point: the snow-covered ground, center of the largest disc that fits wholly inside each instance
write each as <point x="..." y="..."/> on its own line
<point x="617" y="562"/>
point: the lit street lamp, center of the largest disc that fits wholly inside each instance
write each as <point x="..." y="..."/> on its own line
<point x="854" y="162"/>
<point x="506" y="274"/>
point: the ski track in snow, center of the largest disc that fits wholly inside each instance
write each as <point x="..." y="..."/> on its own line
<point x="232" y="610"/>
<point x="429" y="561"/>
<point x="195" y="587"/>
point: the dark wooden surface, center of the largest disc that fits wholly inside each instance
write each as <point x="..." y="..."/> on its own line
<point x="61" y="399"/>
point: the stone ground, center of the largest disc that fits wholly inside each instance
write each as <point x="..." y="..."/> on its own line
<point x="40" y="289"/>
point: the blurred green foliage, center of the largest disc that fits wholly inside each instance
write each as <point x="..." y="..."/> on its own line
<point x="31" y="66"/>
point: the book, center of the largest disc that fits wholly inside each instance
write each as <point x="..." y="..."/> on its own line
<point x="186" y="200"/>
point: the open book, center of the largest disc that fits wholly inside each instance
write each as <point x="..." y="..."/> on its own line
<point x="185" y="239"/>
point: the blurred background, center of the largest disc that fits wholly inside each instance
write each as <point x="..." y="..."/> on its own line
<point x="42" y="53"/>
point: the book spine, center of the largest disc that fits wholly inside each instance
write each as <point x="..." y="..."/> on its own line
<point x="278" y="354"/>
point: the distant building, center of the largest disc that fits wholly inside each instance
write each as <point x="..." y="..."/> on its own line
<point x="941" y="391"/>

* * *

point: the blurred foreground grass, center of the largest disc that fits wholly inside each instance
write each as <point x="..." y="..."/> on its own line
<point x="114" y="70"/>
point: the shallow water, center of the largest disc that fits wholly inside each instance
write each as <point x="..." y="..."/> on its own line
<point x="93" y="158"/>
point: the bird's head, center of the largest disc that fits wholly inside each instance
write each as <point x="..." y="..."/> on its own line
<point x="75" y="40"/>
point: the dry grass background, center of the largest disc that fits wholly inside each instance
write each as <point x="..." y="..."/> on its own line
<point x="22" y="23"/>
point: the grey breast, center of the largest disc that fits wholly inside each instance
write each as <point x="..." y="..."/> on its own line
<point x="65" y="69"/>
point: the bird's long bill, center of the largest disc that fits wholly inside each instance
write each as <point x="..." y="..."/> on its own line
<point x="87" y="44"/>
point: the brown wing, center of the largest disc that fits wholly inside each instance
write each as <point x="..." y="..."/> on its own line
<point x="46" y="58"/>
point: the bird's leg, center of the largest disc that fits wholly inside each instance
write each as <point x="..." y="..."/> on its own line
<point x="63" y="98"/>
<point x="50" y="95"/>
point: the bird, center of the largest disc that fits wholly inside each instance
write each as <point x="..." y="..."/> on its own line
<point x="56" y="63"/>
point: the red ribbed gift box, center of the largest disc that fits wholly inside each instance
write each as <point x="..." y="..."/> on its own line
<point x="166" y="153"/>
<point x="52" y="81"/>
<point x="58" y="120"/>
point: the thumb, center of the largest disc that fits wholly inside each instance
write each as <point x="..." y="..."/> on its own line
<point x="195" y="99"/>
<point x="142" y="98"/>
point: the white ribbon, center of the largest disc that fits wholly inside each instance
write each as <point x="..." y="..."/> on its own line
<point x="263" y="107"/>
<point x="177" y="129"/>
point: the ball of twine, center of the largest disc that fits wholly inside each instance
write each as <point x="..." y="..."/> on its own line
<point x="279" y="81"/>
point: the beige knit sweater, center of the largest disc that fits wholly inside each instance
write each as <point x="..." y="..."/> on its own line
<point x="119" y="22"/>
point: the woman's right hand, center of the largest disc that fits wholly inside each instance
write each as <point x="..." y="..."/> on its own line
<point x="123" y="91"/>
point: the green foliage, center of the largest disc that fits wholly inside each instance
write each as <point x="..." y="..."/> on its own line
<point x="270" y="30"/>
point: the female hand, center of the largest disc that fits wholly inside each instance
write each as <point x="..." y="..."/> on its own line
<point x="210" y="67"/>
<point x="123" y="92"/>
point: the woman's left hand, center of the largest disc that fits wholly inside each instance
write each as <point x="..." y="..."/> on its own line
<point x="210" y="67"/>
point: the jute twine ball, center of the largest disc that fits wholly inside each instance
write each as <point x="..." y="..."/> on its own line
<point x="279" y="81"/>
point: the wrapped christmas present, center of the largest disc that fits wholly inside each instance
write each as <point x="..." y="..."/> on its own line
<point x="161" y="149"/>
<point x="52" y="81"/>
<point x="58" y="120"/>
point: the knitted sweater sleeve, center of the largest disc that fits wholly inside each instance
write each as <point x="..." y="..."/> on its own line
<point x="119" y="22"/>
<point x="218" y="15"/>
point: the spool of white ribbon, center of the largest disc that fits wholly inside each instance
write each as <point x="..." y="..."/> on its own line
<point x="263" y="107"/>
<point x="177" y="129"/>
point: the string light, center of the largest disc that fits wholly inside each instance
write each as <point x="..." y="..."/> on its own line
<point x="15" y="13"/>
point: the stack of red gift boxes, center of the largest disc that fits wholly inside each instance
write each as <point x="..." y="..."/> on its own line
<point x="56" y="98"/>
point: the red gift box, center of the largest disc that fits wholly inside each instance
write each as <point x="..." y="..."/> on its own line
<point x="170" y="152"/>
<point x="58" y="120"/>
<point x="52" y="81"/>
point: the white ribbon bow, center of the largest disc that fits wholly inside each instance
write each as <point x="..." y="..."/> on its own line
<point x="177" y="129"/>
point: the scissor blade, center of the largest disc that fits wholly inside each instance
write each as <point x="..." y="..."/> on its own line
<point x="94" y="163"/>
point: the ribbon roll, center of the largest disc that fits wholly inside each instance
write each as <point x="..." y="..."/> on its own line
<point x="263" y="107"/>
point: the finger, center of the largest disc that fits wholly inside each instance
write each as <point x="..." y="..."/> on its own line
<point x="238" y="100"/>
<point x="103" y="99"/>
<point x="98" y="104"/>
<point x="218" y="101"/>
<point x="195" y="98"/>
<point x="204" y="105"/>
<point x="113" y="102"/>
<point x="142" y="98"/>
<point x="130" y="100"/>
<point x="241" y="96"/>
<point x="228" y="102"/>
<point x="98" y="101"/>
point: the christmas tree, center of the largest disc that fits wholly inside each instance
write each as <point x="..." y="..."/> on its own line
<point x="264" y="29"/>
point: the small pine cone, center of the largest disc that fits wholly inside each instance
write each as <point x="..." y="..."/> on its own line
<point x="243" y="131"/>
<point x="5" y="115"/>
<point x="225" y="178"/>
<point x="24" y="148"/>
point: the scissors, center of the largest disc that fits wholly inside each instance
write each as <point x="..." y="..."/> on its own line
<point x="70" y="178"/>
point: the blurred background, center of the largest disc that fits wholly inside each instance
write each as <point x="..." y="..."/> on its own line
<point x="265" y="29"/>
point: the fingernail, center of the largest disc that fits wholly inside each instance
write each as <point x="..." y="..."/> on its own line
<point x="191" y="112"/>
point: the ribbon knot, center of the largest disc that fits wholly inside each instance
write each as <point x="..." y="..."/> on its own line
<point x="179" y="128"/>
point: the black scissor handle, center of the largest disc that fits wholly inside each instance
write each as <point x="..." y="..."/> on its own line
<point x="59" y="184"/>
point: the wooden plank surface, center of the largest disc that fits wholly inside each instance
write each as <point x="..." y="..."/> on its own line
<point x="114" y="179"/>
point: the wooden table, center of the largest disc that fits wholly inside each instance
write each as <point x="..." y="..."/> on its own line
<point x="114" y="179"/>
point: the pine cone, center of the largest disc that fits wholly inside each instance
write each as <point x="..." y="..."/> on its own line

---

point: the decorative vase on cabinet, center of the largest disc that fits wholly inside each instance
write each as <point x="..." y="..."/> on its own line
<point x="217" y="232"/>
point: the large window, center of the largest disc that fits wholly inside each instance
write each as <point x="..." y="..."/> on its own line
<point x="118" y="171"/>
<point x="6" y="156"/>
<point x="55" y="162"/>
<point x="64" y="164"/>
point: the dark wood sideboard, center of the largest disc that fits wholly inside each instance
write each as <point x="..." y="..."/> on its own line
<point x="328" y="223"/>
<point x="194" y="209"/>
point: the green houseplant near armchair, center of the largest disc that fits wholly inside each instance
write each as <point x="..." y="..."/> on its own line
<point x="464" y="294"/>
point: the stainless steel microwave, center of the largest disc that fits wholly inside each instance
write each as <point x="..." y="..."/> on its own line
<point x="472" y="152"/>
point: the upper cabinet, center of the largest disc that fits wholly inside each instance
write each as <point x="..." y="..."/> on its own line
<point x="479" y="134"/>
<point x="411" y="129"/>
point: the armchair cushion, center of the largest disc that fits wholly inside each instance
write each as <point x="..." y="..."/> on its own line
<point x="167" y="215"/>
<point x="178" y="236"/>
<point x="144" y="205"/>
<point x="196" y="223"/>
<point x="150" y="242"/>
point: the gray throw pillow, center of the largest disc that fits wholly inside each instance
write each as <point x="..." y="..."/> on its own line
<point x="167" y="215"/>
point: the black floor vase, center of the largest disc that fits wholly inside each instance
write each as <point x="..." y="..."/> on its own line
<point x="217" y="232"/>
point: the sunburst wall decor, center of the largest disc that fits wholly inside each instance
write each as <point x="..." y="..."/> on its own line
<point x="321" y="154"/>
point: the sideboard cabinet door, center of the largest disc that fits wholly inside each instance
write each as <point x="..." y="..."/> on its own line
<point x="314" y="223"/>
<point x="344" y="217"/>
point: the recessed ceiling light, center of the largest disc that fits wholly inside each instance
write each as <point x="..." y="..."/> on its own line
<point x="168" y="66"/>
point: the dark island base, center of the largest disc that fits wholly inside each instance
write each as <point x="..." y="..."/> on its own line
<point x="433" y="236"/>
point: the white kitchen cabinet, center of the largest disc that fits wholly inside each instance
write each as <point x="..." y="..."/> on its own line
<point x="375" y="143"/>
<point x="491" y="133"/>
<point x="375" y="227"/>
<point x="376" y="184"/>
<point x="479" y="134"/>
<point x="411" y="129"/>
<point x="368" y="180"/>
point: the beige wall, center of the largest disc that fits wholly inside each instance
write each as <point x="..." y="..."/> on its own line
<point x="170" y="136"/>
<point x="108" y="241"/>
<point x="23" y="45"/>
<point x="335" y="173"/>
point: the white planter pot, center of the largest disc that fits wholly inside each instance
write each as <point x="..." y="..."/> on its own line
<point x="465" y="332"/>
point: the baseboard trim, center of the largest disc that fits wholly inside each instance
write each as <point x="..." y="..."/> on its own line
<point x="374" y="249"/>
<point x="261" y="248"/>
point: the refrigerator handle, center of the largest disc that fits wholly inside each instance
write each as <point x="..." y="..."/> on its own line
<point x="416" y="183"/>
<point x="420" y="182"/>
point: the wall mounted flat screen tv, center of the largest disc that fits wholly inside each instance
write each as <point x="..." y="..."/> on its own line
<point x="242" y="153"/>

> WORK TO DO:
Please find each line in the data above that contains the word "ball" and copy those lines out in full.

> CORRECT OUTPUT:
point: the ball of twine, center of the largest disc that fits wholly inside each instance
point: the jute twine ball, center of the largest disc that fits wholly inside each instance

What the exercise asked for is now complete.